EXERCISE REQUIREMENTS: Copy out all of the material exactly as presented.

GIVEN ENTRIES:
····················
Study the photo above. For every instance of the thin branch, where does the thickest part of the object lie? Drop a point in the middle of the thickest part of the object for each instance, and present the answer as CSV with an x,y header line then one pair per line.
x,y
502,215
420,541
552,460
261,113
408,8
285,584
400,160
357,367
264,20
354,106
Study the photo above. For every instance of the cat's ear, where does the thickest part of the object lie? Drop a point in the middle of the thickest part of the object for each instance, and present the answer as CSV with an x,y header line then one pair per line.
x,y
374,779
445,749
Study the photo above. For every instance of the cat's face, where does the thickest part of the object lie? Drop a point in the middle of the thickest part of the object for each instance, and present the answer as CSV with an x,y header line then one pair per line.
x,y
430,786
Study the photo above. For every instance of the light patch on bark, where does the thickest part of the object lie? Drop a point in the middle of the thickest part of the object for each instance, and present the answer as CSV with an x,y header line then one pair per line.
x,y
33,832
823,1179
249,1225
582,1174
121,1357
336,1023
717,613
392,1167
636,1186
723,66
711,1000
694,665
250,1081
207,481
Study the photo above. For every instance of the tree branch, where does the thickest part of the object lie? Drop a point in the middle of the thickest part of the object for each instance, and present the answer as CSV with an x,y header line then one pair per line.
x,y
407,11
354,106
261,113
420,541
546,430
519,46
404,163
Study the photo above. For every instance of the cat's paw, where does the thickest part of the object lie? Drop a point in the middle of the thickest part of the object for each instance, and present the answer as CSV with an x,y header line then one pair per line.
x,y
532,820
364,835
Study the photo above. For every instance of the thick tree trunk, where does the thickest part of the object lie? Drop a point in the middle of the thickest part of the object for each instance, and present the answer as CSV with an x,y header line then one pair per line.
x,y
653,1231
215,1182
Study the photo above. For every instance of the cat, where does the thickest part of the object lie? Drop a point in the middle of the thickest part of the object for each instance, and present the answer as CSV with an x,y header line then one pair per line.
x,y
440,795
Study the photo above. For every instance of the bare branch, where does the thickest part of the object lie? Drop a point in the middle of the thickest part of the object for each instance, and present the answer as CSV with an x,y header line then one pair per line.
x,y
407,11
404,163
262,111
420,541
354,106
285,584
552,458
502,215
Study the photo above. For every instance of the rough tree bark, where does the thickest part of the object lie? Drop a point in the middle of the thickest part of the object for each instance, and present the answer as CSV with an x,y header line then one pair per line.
····················
ANSWER TO THE EXERCISE:
Study the photo above. For every instance of the thin branch, where does the thickest part of the object lie? Drop a point in the middle of the thickest part of the object for each instance, and present the answer as CSV with an x,y header line then one pair per line.
x,y
502,215
420,541
552,460
261,113
408,8
285,584
400,160
357,367
264,20
354,106
Study the photo above. For every instance of the cat's ear, where does the thickest part of the object lie? Drop a point in the middle of the thickest part of the object for each instance, and present the answer as CSV with an x,y header line then one pair per line.
x,y
374,779
445,749
Study the photo above. For every instance of the cat's face, where does the thickest part of the object lie? Drop a point in the middle of the thickest part of the object for each instance, and present the answer as CSV with an x,y header line then one pair per line.
x,y
430,786
Study the photo above. For every instance of the light patch on bark, where does the thickest part of the object lie? Drop a point in the middle of the thickest part of the object for each instance, and present the answer as CSV with an x,y header line then one pair per line.
x,y
33,832
823,1179
249,1225
582,1174
121,1357
336,1023
717,613
392,1167
636,1186
723,66
711,1000
694,665
250,1081
207,481
Study the photo above. For every instance of the tree branch, where does the thickest part of the object lie? Drop a point in the middle of the thickest part of the object for each instance, and present the answer as CSV with an x,y header line then one pair per line.
x,y
407,11
354,106
261,113
420,541
546,430
519,46
404,163
Study the photo above. For every instance of the cat's paw, where does the thickest part of the object lie? Drop a point in the middle of the thickest part of the object for each instance, and present the answer as CSV with an x,y header line then one pair per line.
x,y
532,820
364,835
Study the photo above. For every instance of the thick tree trunk, where does the thickest part of the object lie? Drop a point in the middle of the thickest part of the object for each instance, and present the answer as CSV with an x,y header line then one pair per line.
x,y
653,1231
215,1182
Study the photo above. For every instance of the cat, where does the thickest part of the object lie? Drop a point in the middle of the thickest part of the object for each instance, and present the answer as CSV with an x,y header line then one pair per line.
x,y
440,795
Study the photo above. For every instance of the bare branch, where does the thickest part of the object lie? Drop a point in the middle of the thickest part of the object for each instance, and present the answer as CSV with an x,y header line then one pair per line.
x,y
407,11
404,163
262,111
420,541
354,106
285,584
552,458
502,215
Study the photo above. For every instance of the rough tree bark, where does the thickest part of the object lie? Drop a point in the middle of the thickest part of the object for each instance, and present the answer as CSV with an x,y header line then one pair per line.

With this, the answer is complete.